GIVEN PROBLEM – Render all of the material below as a Markdown table with the columns "Row" and "Line", numbering each non-blank line and skipping blank ones. Leave the pictures out of the table.

[START OF RECORD EXTRACTS]

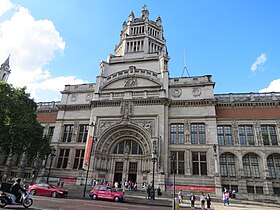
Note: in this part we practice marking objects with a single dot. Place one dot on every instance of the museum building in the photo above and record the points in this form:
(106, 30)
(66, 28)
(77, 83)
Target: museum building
(138, 124)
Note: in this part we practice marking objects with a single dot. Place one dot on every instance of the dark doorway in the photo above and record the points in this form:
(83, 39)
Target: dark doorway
(132, 172)
(118, 173)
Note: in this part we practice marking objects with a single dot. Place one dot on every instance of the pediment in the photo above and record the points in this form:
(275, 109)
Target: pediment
(131, 82)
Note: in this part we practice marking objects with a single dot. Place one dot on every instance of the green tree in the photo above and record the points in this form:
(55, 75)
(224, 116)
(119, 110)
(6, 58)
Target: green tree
(19, 129)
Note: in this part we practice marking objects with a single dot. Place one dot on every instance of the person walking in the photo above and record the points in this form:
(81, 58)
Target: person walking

[END OF RECORD EXTRACTS]

RESULT OF THE EXERCISE –
| Row | Line |
|---|---|
| 1 | Note: in this part we practice marking objects with a single dot. Place one dot on every instance of the museum building in the photo above and record the points in this form: |
| 2 | (106, 30) |
| 3 | (66, 28) |
| 4 | (77, 83) |
| 5 | Target: museum building |
| 6 | (138, 124) |
| 7 | Note: in this part we practice marking objects with a single dot. Place one dot on every instance of the dark doorway in the photo above and record the points in this form: |
| 8 | (83, 39) |
| 9 | Target: dark doorway |
| 10 | (132, 172) |
| 11 | (118, 173) |
| 12 | Note: in this part we practice marking objects with a single dot. Place one dot on every instance of the pediment in the photo above and record the points in this form: |
| 13 | (275, 109) |
| 14 | Target: pediment |
| 15 | (131, 82) |
| 16 | Note: in this part we practice marking objects with a single dot. Place one dot on every instance of the green tree in the photo above and record the points in this form: |
| 17 | (55, 75) |
| 18 | (224, 116) |
| 19 | (119, 110) |
| 20 | (6, 58) |
| 21 | Target: green tree |
| 22 | (19, 129) |
| 23 | Note: in this part we practice marking objects with a single dot. Place one dot on every instance of the person walking in the photo above and record the points in this form: |
| 24 | (81, 58) |
| 25 | Target: person walking |